_Actions to take_.
- a) How would you translate this sentence from the text passage on car factory shutdowns into Spanish: "Not surprisingly, car makers across the world are temporarily shutting down production in the face of the onslaught of the COVID-19 coronavirus."
- b) Can you write the next part of the text passage on car factory shutdowns, picking up after its final sentence?

Not surprisingly, car makers across the world are temporarily shutting down production in the face of the onslaught of the COVID-19 coronavirus. Here's what we know so far.
In Europe, basically everyone has either now shut-down or is in the process of winding down pretty quickly. We don't expect any car maker to be producing new cars in Europe by the time Monday comes around, and that will be the case for at least two weeks.
All factories closing up
All of the big car-making groups - Volkswagen, Ford, PSA Peugeot Citroen Opel, the Renault-Nissan Alliance, BMW, Daimler-Benz, and basically anyone who makes anything with four or two wheels is now closed. Most of the big companies have said that the shut-downs will initially last for two to four weeks, but of course - and as with every other industry and part of society - we are in uncharted waters right now and the shut-downs may last longer.
Clearly, if a safe way can be found to re-start even limited production in April, then that would be beneficial to the European economy, but car makers are not only dealing with the direct effects of the virus - they're also dealing with a sudden lack of buyers, given that people are now having to deal with at best social distancing, at worst total lockdown, and worse again; redundancy and unemployment.
In the UK, where Toyota, MINI, Nissan, Vauxhall, and others have all shut-down now, the Society of Motor Manufacturers and Traders (SMMT) has warned that car making in our closest neighbour - already battered by Brexit headwinds - "stands on the precipice" and may not fully recover from this shattering blow.
Audi and BMW trying to keep calm
Others are keeping slightly calmer in the face of the crisis. Audi's Dr. Arno Antlitz, the company's board member for finance, said: "The effects of the spread of the coronavirus on the economy and our business are uncertain. This makes a reliable forecast for the year 2020 almost impossible at present. Our focus is on our employees and their families worldwide. Audi will do its part to minimise the impact on the people in our country and at our Audi sites worldwide."

(Point-per-instance localization data)
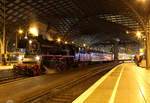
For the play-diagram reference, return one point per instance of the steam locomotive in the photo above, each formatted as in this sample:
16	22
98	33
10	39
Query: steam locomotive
41	54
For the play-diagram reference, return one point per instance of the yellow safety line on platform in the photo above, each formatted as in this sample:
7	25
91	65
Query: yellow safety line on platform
112	99
88	92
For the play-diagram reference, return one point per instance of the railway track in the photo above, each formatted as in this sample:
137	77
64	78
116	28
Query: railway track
11	79
63	94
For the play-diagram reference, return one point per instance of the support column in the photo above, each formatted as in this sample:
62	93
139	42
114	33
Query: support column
148	47
116	51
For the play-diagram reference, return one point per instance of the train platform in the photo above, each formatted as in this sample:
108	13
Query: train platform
126	83
2	67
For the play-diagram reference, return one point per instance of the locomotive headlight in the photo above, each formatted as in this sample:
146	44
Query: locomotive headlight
20	57
37	58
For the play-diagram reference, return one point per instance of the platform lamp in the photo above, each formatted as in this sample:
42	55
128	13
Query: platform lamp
3	41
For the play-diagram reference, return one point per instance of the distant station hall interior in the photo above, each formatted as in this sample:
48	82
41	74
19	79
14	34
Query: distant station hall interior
74	51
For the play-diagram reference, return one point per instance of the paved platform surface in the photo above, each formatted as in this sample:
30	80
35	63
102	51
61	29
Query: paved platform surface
126	83
6	67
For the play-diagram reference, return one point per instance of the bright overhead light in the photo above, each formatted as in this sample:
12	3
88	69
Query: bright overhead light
84	45
20	31
33	31
30	41
59	40
37	58
138	34
66	42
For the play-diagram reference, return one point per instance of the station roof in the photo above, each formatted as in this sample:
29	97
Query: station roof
96	22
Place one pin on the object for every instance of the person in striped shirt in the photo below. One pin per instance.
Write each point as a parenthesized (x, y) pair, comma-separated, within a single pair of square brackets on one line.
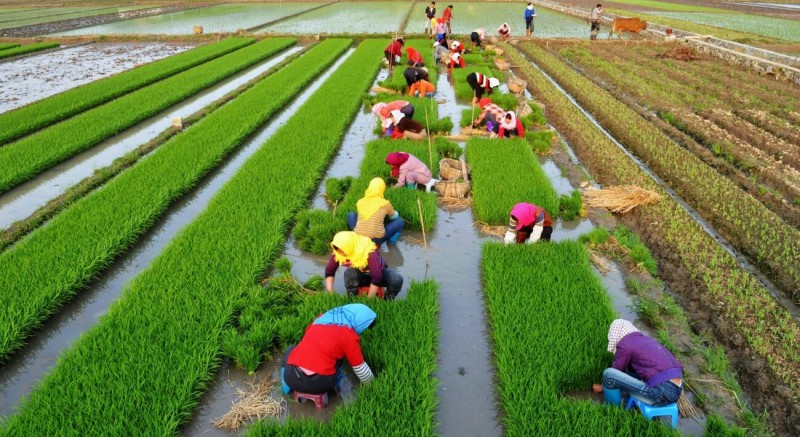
[(314, 365)]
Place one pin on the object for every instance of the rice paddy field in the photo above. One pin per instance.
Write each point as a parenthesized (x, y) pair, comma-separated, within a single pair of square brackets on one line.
[(165, 225)]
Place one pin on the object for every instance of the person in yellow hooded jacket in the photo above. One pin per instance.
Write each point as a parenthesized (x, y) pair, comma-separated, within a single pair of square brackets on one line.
[(365, 266), (372, 211)]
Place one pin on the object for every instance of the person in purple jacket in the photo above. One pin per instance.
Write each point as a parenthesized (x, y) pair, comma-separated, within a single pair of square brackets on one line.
[(642, 366)]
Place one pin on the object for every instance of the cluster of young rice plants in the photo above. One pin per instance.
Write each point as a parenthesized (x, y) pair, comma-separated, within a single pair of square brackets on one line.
[(402, 351), (315, 228), (82, 240), (549, 317), (30, 48), (752, 228), (506, 172), (767, 328), (24, 159), (14, 124), (163, 335)]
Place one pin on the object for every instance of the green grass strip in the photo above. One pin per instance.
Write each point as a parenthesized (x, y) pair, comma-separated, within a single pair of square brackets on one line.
[(155, 352), (549, 318), (19, 122), (506, 172), (402, 351), (24, 159), (30, 48), (81, 241)]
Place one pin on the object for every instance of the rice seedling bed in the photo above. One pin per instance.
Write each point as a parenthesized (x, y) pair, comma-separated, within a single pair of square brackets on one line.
[(17, 123), (504, 173), (186, 297), (545, 303), (24, 159), (87, 236), (402, 351), (30, 48), (752, 228), (759, 334)]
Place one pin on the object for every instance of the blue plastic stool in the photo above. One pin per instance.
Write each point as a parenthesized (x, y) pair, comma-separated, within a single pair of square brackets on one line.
[(650, 411), (613, 396)]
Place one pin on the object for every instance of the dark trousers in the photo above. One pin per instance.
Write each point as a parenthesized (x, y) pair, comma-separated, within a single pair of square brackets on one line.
[(311, 384), (354, 278)]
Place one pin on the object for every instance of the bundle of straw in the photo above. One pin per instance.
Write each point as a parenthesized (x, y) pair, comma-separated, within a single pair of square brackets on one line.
[(254, 402), (621, 198)]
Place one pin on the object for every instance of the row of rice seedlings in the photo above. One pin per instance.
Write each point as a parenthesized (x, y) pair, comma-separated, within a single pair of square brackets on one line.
[(504, 173), (155, 352), (24, 159), (82, 240), (315, 228), (768, 329), (402, 351), (544, 302), (22, 121), (30, 48)]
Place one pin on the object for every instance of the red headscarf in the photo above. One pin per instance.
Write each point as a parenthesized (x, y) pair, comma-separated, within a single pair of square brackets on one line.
[(396, 159)]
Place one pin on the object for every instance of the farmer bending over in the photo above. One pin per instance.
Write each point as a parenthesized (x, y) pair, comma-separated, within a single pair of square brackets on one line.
[(365, 266), (529, 223), (372, 210), (642, 366), (409, 171), (314, 366)]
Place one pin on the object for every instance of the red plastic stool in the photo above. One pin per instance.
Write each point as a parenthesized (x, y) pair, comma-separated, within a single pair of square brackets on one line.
[(320, 401), (364, 291)]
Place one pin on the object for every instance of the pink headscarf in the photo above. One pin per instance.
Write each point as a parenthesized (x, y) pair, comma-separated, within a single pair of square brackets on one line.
[(619, 329)]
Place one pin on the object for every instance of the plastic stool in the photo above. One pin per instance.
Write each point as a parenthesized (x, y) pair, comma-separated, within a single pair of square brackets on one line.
[(320, 401), (651, 411), (613, 396)]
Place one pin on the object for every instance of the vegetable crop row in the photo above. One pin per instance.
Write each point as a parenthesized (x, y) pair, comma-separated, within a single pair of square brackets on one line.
[(82, 240), (732, 297), (30, 48), (546, 305), (163, 336), (506, 172), (752, 228), (24, 159), (402, 351), (19, 122)]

_Outputs in order_.
- a) No es de extrañar que los fabricantes de automóviles de todo el mundo estén paralizando temporalmente la producción ante la embestida del coronavirus COVID-19.

- b)
BMW, meanwhile, has said that it will continue to pay its salaried staff almost full pay while the company is shutting down. "In times of crisis, as we are experiencing right now, the General Works Council seeks to provide a clear sense of direction for associates. Our top priority is to protect their health, and safeguard their jobs and incomes. The General Works Council has agreed three important tools to make this possible: flexible BMW working time accounts, the option of working from home, and the latest company regulation on short-time work. This stipulates that the net income of a pay-scale employee at BMW must amount to at least 93% of their usual sum. I am convinced that these three tools will allow us to navigate our staff safely through the corona crisis" said Manfred Schoch, chairman of BMW's general works council.
Tesla was one of the last hold-outs, having tried to keep production going at its plant in Freemont, northern California, at a very low level. It too has now closed, under considerable pressure from state and county authorities.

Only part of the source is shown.